TASK BRIEF —
Restate the data below word for word. Skip any images it contains.
== INFORMATION GIVEN ==
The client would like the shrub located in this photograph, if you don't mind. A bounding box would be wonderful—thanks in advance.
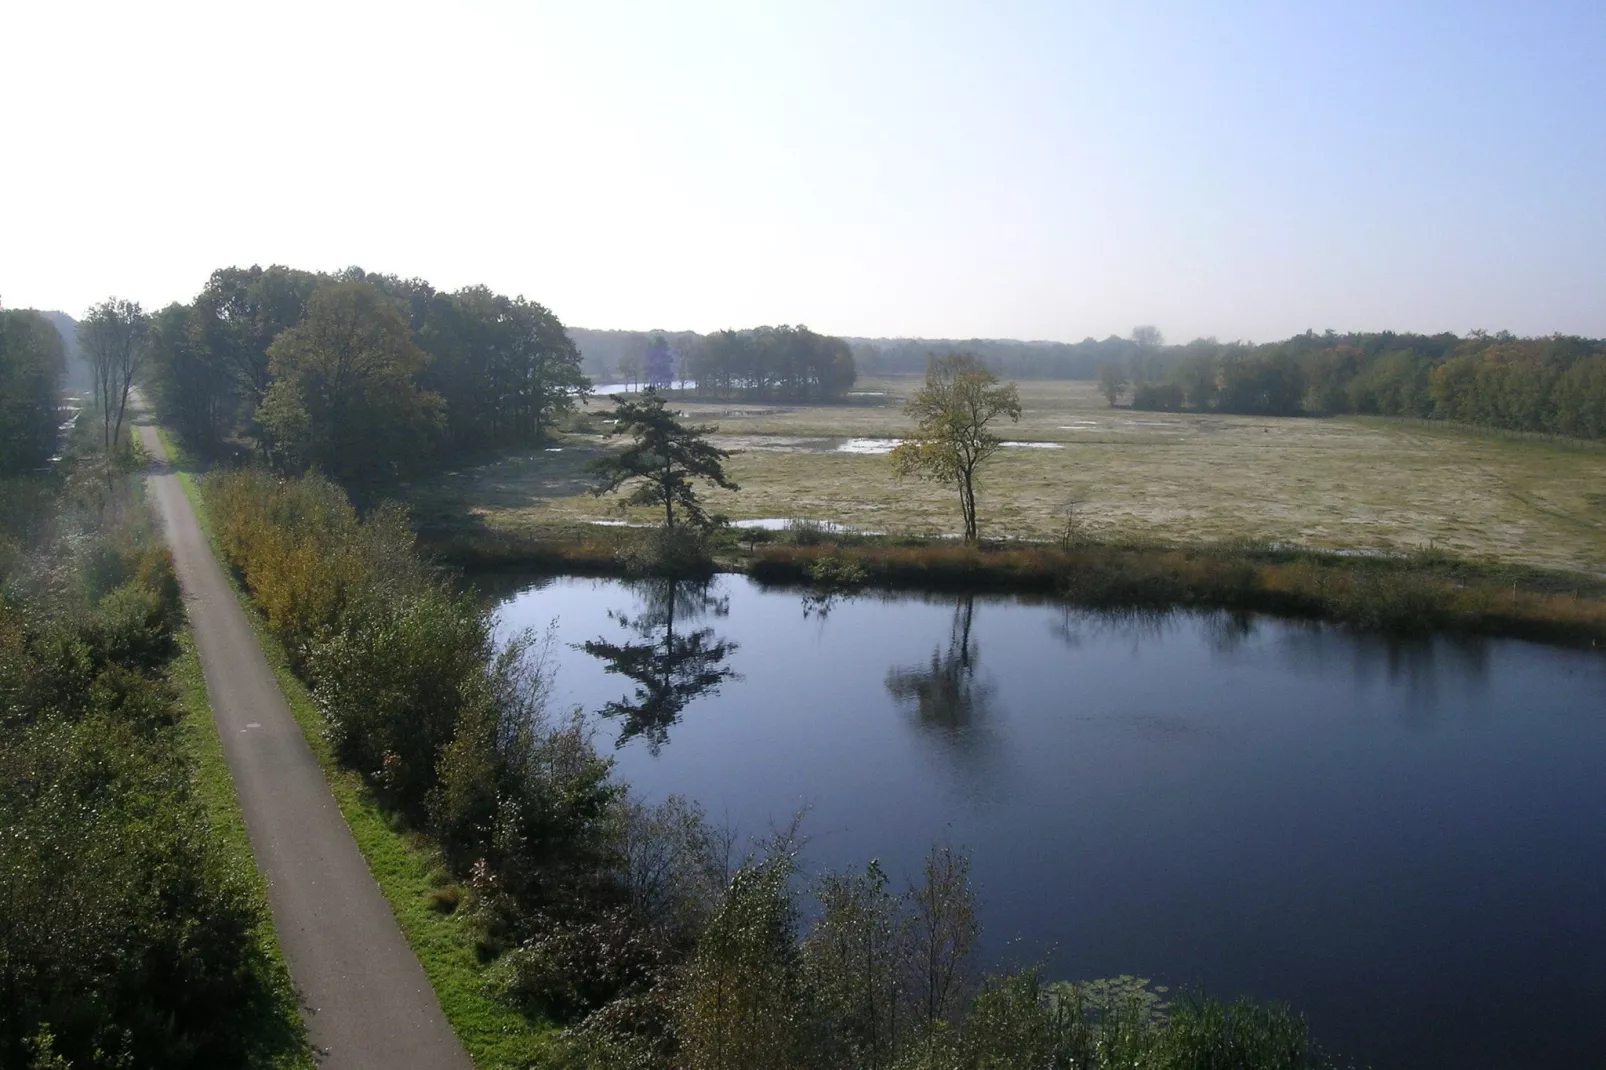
[500,909,667,1022]
[310,587,489,817]
[622,525,715,578]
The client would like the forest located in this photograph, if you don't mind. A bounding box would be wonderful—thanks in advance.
[1108,329,1606,437]
[138,265,588,488]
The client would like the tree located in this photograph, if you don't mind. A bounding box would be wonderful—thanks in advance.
[77,297,150,449]
[645,333,675,391]
[618,353,643,393]
[592,389,738,528]
[187,264,322,446]
[1096,362,1128,406]
[889,354,1021,542]
[418,288,589,450]
[0,309,66,473]
[143,303,236,449]
[258,281,443,488]
[1131,324,1165,349]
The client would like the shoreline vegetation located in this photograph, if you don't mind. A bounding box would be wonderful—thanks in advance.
[197,466,1347,1069]
[425,525,1606,649]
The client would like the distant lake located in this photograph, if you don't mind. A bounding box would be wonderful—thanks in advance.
[495,575,1606,1070]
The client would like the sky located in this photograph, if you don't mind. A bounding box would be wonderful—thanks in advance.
[3,0,1604,342]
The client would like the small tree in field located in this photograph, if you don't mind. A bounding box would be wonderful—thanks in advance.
[1097,362,1129,406]
[890,354,1020,542]
[592,389,738,528]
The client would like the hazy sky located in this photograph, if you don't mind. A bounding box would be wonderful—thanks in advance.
[5,1,1603,341]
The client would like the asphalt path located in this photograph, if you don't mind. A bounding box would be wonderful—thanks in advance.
[136,416,473,1069]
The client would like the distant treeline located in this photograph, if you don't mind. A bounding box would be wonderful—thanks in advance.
[1110,330,1606,438]
[691,325,856,400]
[572,328,1123,384]
[140,264,589,487]
[849,334,1152,379]
[571,325,858,401]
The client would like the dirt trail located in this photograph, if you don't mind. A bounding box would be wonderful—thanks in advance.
[136,416,473,1070]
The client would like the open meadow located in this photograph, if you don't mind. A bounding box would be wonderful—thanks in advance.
[409,377,1606,576]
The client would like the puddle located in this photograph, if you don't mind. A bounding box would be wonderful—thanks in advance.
[837,438,899,454]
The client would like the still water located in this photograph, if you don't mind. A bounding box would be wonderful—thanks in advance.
[495,575,1606,1069]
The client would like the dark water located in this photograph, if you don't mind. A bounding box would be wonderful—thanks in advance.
[494,575,1606,1070]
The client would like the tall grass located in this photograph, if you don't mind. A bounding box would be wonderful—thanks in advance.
[749,540,1606,645]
===
YOUR SOLUTION —
The client would like the shrub located in this photograph, if you don't mind. A bounding box would be wonderful—thanks in advance.
[500,909,667,1022]
[310,587,489,817]
[622,525,715,578]
The client would like the forest located in this photograph, if you don't mind. A bounding box would be wonderful—thanks in advance.
[1108,329,1606,437]
[138,265,588,488]
The client would like the tree located in this photograph, if you don't mind. A bounding box would be wonderful—thanks in advance.
[77,297,150,449]
[645,333,675,391]
[618,353,643,393]
[592,389,738,528]
[187,264,322,446]
[1096,362,1128,406]
[889,354,1021,542]
[418,288,589,450]
[0,309,66,473]
[143,303,236,449]
[258,281,443,488]
[1131,324,1165,349]
The client would like the shoreline vegetation located in this photograph, if you don't mind. A bounding box would be wonderful—thanks in advance.
[197,466,1347,1069]
[425,525,1606,649]
The client would like the distant lake located in this photograph, if you don't mind. A bounding box would be wonderful—thanks in advance.
[495,575,1606,1070]
The client would like the sky located in this photograph, if you don't mind. A bounding box would be wonderful—thanks in advance.
[3,0,1604,342]
The client would like the small tree in field located in this photograph, if you don't mind. A bounding box would be wonderful—thanks in advance.
[1097,362,1129,406]
[890,354,1020,542]
[592,389,738,528]
The client would like the hazy sky located in this photograph, if you don't mind. A bounding box would be wonderful—thanks in advance.
[5,1,1603,341]
The client would like the asphalt path located in this photograph, if you don't mind. A bounding box would be wonderful—thanks in advance.
[136,416,473,1069]
The client would like the distant treeline located in this photograph, if you don't mind. A bounding box would be wonderful—thanks in advance.
[1110,330,1606,438]
[691,325,856,400]
[572,328,1123,384]
[140,264,589,487]
[849,334,1152,379]
[571,325,858,401]
The client would like the dirt trail located in this photograph, if you don't mind. A bounding box would be wonderful—thanks in advance.
[136,416,473,1070]
The client would like the open meadow located in this photograph, if you don't mind. A bounding box would be wonderful—thanks in advance.
[409,377,1606,576]
The client would like the puddle located in this photograph, if you don't mind. A bounding box would be wonderful—thanks in advance.
[837,438,899,454]
The client would like the still water located in this photograph, if you don't mind. A bounding box would be wonderful—thanks in advance.
[495,575,1606,1069]
The client would like the dark water located in this photograph, if you don't mind. A bounding box would be wonderful—thanks in advance.
[494,575,1606,1070]
The client would like the tall grass located in this photograph, if you don't mind. A bounding box would be wonderful—thanks in advance.
[749,540,1606,645]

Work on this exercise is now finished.